Input material START
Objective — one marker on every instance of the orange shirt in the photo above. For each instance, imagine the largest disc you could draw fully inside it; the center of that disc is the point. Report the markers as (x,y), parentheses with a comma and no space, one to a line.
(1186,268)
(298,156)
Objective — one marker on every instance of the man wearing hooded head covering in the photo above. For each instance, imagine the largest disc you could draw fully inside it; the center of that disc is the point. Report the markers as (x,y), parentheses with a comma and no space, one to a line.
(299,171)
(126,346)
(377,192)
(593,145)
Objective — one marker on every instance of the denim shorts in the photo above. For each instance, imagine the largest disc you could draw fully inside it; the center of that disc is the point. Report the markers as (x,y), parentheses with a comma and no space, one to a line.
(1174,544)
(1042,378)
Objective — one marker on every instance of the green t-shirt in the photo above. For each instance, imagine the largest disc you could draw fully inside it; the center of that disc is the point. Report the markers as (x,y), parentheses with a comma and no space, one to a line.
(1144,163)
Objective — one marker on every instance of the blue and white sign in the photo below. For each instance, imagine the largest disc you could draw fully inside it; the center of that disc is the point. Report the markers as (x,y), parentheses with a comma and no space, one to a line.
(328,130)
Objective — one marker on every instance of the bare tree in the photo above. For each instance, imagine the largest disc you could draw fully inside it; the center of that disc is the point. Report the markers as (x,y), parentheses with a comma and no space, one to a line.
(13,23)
Input material END
Word for word, return the lines from the one holding "Objective — one marker on every instance of the bare" through the end of the entries above.

Objective — one marker on every instance of the bare tree in the photo above. For each instance, imagine the largest disc you could draw fully inside it; the center of that disc is the point. Report the markers as (x,y), parentheses with a comma and no space, one to a line.
(13,23)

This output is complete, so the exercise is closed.